I was a little too young for thirtysomething, but think of that term, pop culture, and my current age all the time recently. At some point, I became more the "I'm in my thirties" type, rather than a specific age, and I'm not sure when that happened or came to be. I'm also unsure how by magic I turned from child to parent, and how and when exactly my parents went from being my parents to also being my friends. I wonder all the time if the reason blogs are so prolific and interesting is because people my age, people who know what Snorks are, are hungry for the past, and for the first time they are fully aware of how lightening fast a lifetime will go.

A picture of my Gram hangs in my kitchen. It's a colorized photo of her smiling, sometime in the early 40's when she was a young girl. I must stare at that picture every single day for several minutes, wondering how that young girl became a strong, single parent and wondering how she worked so much and still had the time to make daily loaves of bread for her 5 children.

As often as my hands make their rhythm in the kitchen I think of hers and what they produced, and I think of her even more lately because of my skin ailments. I have inherited a lot of traits from her, and my sensitivity to my environment is just one of them. As I've nursed my swollen, horrible hands this week, I've thought of how continually thankful she was for everything, and how no one ever heard her complain about physical pain. I unfortunately did not inherit that quiet demeanor, but in a way, I feel like the way she handled difficulties in life inspires me to want to be strong in the same way. To be gracious and appreciative of every moment rather than sour and downhearted when I can't do what I'd like due to physical constraints.

barely sprouted wheat berries

Working entirely encased in foodservice gloves, I kneaded my way around a loaf of sprouted wheat bread yesterday. I haven't really been doing too much in my kitchen, and it makes me feel lost and unneeded. I read through the rest of Peter Reinhart's Whole Grain Breads book, and felt only enough gonzo to sprout some hard wheat berries to make a 100% sprouted bread. I knew when I only let the wheat berries soak for about 16 hours and not properly "sprout" that I may be setting myself up for a dense loaf, but I was impatient both for sprouted bread and the feeling of empowerment that making bread gives me. And, Peter did say that soaking the grain overnight, draining and then waiting just a few hours should afford the grain enough time to sport tiny tails - and if you ask me it does look like my grain had a hint of tails.

# [Raw data]
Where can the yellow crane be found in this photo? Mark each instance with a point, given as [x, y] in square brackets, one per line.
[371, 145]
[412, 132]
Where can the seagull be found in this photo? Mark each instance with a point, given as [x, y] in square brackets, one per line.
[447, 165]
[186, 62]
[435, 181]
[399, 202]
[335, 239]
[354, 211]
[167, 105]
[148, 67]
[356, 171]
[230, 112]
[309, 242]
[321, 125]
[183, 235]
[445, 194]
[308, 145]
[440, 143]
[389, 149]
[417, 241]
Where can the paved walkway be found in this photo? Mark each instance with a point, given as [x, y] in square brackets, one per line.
* * *
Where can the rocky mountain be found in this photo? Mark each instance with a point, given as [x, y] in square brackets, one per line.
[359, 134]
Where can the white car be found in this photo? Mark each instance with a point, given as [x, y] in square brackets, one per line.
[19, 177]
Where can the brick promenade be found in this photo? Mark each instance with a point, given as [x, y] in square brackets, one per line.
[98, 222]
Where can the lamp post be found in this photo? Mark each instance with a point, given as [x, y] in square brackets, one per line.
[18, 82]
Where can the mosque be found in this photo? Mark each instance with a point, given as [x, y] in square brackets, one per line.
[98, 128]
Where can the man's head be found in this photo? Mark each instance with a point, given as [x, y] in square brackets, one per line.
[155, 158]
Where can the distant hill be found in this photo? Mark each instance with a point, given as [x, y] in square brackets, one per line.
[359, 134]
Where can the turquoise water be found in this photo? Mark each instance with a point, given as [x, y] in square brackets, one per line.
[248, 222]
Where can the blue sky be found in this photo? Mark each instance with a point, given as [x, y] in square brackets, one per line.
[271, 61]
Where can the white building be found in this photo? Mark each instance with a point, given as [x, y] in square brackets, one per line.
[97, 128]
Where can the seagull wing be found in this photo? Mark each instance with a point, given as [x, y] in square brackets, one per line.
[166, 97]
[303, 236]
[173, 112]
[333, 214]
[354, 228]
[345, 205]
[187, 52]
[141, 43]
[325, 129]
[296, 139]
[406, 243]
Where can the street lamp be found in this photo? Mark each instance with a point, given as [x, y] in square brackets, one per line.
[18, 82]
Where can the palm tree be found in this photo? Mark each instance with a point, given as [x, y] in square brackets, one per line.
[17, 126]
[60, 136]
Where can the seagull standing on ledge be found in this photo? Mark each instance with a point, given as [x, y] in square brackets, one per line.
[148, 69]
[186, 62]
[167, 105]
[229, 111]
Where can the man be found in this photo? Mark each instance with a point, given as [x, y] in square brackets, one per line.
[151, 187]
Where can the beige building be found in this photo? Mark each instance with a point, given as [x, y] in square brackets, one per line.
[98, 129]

# [Instructions for the task]
Answer these questions about the sprouted bread text:
1. Where does the picture of Gram hang?
2. How many children did Gram make daily loaves of bread for?
3. For about how many hours were the wheat berries left to soak?

# [Worked answer]
1. In the writer's kitchen.
2. Five.
3. About 16 hours.